* _GIVEN PROBLEM 1_
In the generator guide, what is the name of the process that converts a turbine's mechanical energy into electricity?

* _DOCUMENT TEXT_
How Do Generators Work? An Important Guide
If you own one, it’s probably bailed you out countless times, but have you ever wondered, “How do generators work?”
Imagine when the power goes out in your home or business because of extreme climatic events in your area. There’s nothing worse than navigating those stressful situations without electricity (or AC). Your generator can help keep you and your family as comfortable as possible in the face of deep freezes, heatwaves and hurricanes. That's true even if you can’t explain the difference between a watt and a volt.
Understanding how a generator works, however, can help you better understand the maintenance required to keep your backup power source reliable. And it’ll let you better address any issue that may arise.
This article will dive into the transformative technology behind generators. It will touch on the different parts inside your backup power source that keep it running. And it will explain how the power gets from your generator to your appliances in an efficient and safe way.
If you’ve ever wondered, “How do generators work?” read on, and we’ll explain it all.
How do generators work? The basics
Let’s start with the fundamentals. A generator literally generates electricity. Specifically, it takes mechanical energy,-- created by an object in motion and also known as kinetic energy -- and uses it to generate electric energy.
Why is this important? Well, usually you get your electricity from the electric grid, also called the power grid. The power grid is a network used to deliver individuals and families their electricity supply.
That network begins with energy production at a power station. Electricity might be produced by using water, oil, coal, natural gas, nuclear power, wind, or even the sun. In the case of a coal-fired power station, for example, coal is burned in a steam boiler to produce heat and, thus, steam. The steam moves a turbine. The turbine provides the mechanical energy that can be converted to electricity. How? It’s a process called electromagnetic induction, and we’ll get to that in just a bit.
First, how does that electricity get to your home? After the electricity is produced, a transformer can take the voltage of this electricity and increase it. As a result, more power can travel the long distance to far-off communities. When the electricity reaches those communities, another transformer can reduce the voltage, so it can be used in your home.
A series of transmission lines, electrical towers, and individual distribution lines provide a path for the electricity to reach us.
Electric grids are reliable. As we mentioned earlier, however, they sometimes fail. A hurricane, tornado, heatwave -- or one of many other extreme weather events -- can cause our power grid to fail.
What do we do then? Just wait in extreme heat, cold or a storm without electricity?
We wouldn’t advise it!
A mini power station for your home
An electric generator can avoid this uncomfortable situation. Backup power generators can be thought of as a mini power station for your home.

Photo object pointing listing
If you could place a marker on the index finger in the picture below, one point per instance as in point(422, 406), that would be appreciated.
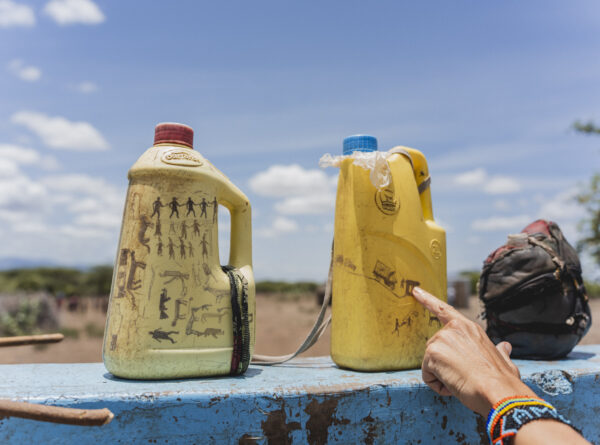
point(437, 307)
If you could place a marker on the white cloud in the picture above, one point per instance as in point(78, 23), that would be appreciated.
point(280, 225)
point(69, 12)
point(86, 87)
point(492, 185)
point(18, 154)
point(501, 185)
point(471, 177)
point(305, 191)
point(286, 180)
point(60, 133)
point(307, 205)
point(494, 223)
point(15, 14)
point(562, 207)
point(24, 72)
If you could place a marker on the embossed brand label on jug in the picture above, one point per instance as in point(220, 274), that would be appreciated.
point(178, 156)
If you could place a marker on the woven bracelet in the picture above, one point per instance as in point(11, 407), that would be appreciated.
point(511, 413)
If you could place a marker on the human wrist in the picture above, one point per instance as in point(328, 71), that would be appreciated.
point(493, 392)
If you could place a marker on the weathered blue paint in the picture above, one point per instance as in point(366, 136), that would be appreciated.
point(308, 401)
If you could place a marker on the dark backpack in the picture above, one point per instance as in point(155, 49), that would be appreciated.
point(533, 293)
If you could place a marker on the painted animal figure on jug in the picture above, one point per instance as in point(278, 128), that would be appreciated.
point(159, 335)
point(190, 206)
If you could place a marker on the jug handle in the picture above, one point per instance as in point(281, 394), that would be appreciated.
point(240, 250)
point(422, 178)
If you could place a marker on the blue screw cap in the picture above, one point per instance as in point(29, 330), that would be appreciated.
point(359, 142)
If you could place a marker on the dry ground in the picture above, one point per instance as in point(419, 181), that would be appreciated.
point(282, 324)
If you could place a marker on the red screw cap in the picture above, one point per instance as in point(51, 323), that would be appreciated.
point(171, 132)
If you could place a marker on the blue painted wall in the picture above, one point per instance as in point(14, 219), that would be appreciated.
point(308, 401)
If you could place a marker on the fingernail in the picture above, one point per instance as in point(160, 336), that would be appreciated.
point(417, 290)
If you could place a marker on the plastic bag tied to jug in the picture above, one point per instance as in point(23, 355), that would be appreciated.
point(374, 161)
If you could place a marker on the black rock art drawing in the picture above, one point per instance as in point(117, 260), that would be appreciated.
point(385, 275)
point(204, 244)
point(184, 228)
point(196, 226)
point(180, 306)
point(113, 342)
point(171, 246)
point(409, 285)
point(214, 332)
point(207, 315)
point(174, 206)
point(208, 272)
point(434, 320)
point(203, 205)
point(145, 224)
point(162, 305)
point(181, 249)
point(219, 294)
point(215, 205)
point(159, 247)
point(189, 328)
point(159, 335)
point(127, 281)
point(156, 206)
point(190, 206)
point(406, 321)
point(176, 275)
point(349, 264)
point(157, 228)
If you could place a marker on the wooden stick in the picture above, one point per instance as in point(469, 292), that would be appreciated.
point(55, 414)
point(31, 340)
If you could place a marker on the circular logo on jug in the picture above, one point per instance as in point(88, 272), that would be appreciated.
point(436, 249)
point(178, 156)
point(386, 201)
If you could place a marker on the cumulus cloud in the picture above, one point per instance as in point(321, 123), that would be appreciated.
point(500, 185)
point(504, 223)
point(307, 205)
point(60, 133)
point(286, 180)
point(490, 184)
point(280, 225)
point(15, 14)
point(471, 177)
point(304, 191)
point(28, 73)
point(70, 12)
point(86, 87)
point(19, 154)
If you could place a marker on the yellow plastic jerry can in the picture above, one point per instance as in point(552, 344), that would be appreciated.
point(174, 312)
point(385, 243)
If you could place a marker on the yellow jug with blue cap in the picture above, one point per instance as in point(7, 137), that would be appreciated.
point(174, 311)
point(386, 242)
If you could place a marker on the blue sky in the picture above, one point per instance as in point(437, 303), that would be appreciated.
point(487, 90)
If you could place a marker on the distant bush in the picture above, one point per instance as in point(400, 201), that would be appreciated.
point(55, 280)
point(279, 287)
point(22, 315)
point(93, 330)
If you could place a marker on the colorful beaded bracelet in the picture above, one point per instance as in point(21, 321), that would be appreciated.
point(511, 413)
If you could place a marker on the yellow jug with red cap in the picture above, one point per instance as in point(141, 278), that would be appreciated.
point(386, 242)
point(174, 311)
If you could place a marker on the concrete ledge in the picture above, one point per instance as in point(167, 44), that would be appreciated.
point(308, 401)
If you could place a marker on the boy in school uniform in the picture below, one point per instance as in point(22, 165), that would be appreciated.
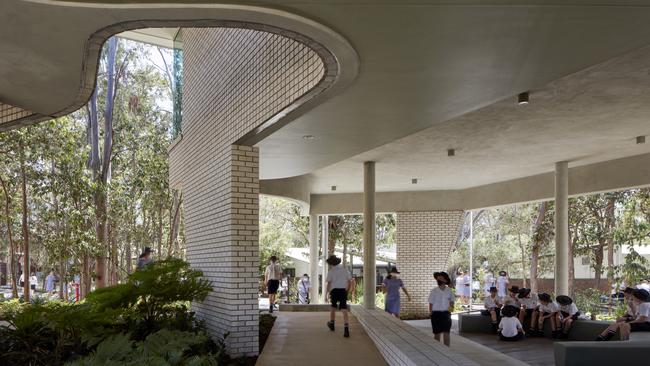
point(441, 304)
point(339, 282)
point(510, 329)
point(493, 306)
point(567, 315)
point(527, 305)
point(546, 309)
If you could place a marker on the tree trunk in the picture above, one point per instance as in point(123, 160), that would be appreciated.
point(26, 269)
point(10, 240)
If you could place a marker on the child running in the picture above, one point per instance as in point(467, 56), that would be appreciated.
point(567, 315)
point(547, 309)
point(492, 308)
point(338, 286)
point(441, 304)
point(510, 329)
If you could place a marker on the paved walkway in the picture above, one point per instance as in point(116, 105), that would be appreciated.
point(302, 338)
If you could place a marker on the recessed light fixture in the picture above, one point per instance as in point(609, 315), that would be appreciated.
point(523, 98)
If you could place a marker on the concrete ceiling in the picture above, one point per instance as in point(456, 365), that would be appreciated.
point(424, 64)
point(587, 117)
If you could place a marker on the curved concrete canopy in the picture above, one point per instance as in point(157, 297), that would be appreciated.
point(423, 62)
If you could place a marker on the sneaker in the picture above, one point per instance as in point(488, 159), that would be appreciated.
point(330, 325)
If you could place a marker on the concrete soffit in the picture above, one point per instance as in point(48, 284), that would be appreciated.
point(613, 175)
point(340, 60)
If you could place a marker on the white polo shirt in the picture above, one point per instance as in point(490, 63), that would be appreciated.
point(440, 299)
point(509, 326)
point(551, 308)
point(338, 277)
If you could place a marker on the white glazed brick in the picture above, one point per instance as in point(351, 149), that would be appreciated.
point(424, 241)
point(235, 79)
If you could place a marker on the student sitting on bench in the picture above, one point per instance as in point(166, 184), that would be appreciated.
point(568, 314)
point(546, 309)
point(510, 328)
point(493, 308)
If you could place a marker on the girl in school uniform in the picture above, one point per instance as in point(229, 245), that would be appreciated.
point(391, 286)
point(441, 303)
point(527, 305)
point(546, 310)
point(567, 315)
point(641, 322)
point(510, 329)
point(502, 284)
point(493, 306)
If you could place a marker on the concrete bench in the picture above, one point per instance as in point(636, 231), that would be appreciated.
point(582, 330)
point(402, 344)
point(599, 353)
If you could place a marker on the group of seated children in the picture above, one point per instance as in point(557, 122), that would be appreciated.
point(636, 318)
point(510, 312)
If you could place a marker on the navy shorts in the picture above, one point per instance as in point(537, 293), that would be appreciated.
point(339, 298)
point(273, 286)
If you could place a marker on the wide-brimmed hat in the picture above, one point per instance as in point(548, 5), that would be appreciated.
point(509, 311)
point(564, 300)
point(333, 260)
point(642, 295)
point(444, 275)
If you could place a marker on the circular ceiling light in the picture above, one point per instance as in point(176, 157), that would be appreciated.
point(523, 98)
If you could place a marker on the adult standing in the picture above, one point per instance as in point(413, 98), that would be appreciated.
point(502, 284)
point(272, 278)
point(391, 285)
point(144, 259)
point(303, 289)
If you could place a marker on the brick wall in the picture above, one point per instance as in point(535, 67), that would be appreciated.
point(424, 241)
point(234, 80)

* _GIVEN PROBLEM 2_
Turn the lines of the listing into a Markdown table with the columns No. and Line, giving each row a number. Begin at the line that contains "If you could place a marker on the concrete ledge" and stop after the line that contains "point(10, 240)", leaving out blank lines and any pictures.

* _WRITTEN SOLUTION 1_
Electromagnetic induction.

* _WRITTEN SOLUTION 2_
| No. | Line |
|---|---|
| 1 | If you could place a marker on the concrete ledge in the picture above, one point per instance as in point(167, 44), that would be appreciated. |
| 2 | point(308, 401) |
| 3 | If you could place a marker on the boy in school uniform in the picture below, one point per instance as in point(22, 165), that would be appreciated. |
| 4 | point(441, 304) |
| 5 | point(339, 282) |
| 6 | point(510, 329) |
| 7 | point(493, 306) |
| 8 | point(567, 315) |
| 9 | point(527, 305) |
| 10 | point(546, 309) |
| 11 | If you could place a marker on the tree trunk in the picture above, one point per instance as in point(123, 160), that would be appreciated. |
| 12 | point(26, 269) |
| 13 | point(10, 240) |